## Your objective
Transcribe the records in full, keeping every character as it is.

━━━━━ Material to process

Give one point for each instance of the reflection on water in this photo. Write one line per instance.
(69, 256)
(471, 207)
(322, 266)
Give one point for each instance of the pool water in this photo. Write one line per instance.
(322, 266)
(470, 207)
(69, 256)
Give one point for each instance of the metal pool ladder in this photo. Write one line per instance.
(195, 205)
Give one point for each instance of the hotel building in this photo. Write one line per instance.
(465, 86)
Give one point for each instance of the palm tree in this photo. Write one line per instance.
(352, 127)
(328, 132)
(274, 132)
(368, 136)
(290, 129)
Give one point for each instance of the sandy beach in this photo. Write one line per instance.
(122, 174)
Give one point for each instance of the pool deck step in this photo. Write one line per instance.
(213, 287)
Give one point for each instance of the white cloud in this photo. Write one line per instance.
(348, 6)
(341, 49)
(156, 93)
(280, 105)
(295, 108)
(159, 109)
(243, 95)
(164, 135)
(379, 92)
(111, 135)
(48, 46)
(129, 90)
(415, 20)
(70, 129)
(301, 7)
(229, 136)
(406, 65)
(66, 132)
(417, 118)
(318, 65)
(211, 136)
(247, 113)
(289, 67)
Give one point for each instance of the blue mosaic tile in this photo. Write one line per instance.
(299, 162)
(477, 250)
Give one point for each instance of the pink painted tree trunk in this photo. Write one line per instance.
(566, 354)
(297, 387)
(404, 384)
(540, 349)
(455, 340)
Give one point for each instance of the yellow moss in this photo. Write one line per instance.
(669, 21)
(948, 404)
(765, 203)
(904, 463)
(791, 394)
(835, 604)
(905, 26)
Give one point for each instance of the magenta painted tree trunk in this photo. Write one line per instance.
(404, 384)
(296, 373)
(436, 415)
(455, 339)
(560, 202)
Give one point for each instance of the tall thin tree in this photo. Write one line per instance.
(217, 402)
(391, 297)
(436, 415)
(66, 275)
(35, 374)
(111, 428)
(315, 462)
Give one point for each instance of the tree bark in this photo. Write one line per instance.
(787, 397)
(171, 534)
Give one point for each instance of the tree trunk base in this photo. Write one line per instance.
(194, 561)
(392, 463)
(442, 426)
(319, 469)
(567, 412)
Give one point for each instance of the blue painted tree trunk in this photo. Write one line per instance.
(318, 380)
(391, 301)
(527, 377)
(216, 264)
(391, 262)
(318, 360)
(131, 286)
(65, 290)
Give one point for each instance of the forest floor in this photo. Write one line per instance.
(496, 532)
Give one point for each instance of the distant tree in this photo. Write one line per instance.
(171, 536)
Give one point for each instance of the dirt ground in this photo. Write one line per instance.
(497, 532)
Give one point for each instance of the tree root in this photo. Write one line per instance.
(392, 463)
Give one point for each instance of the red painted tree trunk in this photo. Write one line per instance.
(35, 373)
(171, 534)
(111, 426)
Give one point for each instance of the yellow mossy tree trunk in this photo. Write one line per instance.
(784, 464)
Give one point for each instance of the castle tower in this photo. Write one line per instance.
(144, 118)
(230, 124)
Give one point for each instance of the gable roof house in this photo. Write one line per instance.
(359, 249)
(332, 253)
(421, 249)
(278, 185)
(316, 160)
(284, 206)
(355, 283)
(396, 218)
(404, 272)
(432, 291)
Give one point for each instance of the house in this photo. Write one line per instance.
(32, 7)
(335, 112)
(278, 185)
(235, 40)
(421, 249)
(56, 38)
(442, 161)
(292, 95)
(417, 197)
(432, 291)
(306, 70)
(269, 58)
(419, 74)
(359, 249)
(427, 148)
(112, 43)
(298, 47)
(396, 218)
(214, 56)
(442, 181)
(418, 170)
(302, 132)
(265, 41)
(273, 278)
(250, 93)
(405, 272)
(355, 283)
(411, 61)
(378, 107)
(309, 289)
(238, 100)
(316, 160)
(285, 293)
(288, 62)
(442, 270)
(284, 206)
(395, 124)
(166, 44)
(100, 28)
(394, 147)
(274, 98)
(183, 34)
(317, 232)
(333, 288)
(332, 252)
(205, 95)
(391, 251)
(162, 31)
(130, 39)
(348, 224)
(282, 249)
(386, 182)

━━━━━━━━━━

## Your solution
Give one point for each instance of the reflection on water in this photo. Write one line per instance.
(69, 256)
(471, 207)
(322, 266)
Give one point for each instance of the pool water in this photo. Write one line per instance.
(322, 266)
(470, 207)
(69, 256)
Give one point for each instance of the metal pool ladder in this photo. Write one line per instance.
(195, 205)
Give one point for each instance of the hotel building in this photo. Write one line per instance.
(465, 86)
Give one point for each instance of the palm tree in this photo. Write one line per instance.
(352, 127)
(328, 132)
(274, 132)
(368, 136)
(290, 129)
Give one point for each instance of the sandy beach in this photo. Write one line per instance.
(122, 174)
Give one point for each instance of the pool deck step in this photo. Write one line per instance.
(213, 287)
Give one point for each instance of the white cloud in this photo. Write one line per instance.
(348, 6)
(341, 49)
(156, 93)
(280, 105)
(295, 108)
(159, 109)
(243, 95)
(164, 135)
(379, 92)
(111, 135)
(48, 46)
(129, 90)
(415, 20)
(70, 129)
(301, 7)
(229, 136)
(406, 65)
(66, 132)
(417, 118)
(318, 65)
(211, 136)
(247, 113)
(289, 67)
Give one point for each instance of the blue mosaic tile in this photo. Write one line per instance.
(299, 162)
(477, 250)
Give one point for each instance of the pink painted tree trunk in this photo. Write one line per instance.
(566, 354)
(297, 387)
(404, 384)
(540, 349)
(455, 340)
Give one point for each instance of the yellow moss in this photo. Write one line per instance.
(669, 21)
(948, 404)
(765, 203)
(904, 463)
(791, 394)
(835, 604)
(905, 26)
Give one point for each instance of the magenta painted tree trunk in this photo. Write one line per instance.
(404, 384)
(296, 373)
(436, 415)
(455, 339)
(560, 202)
Give one point for each instance of the tall thin tree in this photo. Write one line per instance.
(217, 402)
(391, 297)
(436, 415)
(66, 275)
(35, 374)
(111, 428)
(315, 462)
Give one point for each instance of the tree bark in this photo. Write one line per instance.
(787, 397)
(171, 534)
Give one point for each instance of the tree trunk base in this photo. Write one line per instance.
(194, 561)
(392, 463)
(442, 426)
(319, 469)
(567, 412)
Give one point for each instance of the blue painted tree trunk in this photo. Write one line per instance.
(318, 380)
(391, 301)
(527, 377)
(216, 264)
(391, 262)
(318, 360)
(131, 286)
(65, 290)
Give one point for each instance of the forest floor in this photo. Write one line per instance.
(496, 532)
Give one point for each instance of the distant tree in this photo. Write one line per instance.
(171, 536)
Give one point for each instance of the dirt ground in this photo. Write one line per instance.
(497, 532)
Give one point for each instance of the tree root in this photo. Write one line per instance.
(392, 463)
Give one point for each instance of the red painted tree trunk in this photo. Write one line per instance.
(35, 373)
(171, 534)
(111, 426)
Give one point for each instance of the yellow mossy tree trunk in this photo. Write one line per instance.
(784, 464)
Give one point for each instance of the castle tower in this photo. Write one line per instance.
(144, 118)
(230, 124)
Give one point for each instance of the gable roof house in this photo. Write one line per instance.
(359, 249)
(332, 253)
(421, 249)
(278, 185)
(316, 160)
(284, 206)
(355, 283)
(396, 218)
(404, 272)
(432, 291)
Give one point for each instance of the house in this photo. Write one line per instance.
(32, 7)
(335, 112)
(278, 185)
(235, 40)
(421, 249)
(56, 38)
(442, 161)
(292, 95)
(417, 197)
(432, 291)
(306, 70)
(269, 58)
(419, 74)
(359, 249)
(427, 148)
(112, 43)
(298, 47)
(396, 218)
(214, 56)
(442, 181)
(418, 170)
(302, 132)
(265, 41)
(273, 278)
(250, 93)
(405, 272)
(355, 283)
(411, 61)
(378, 107)
(309, 289)
(238, 100)
(316, 160)
(285, 293)
(288, 62)
(442, 270)
(284, 206)
(395, 124)
(166, 44)
(100, 28)
(394, 147)
(274, 98)
(183, 34)
(317, 232)
(333, 288)
(332, 252)
(205, 95)
(391, 251)
(162, 31)
(130, 39)
(348, 224)
(282, 249)
(386, 182)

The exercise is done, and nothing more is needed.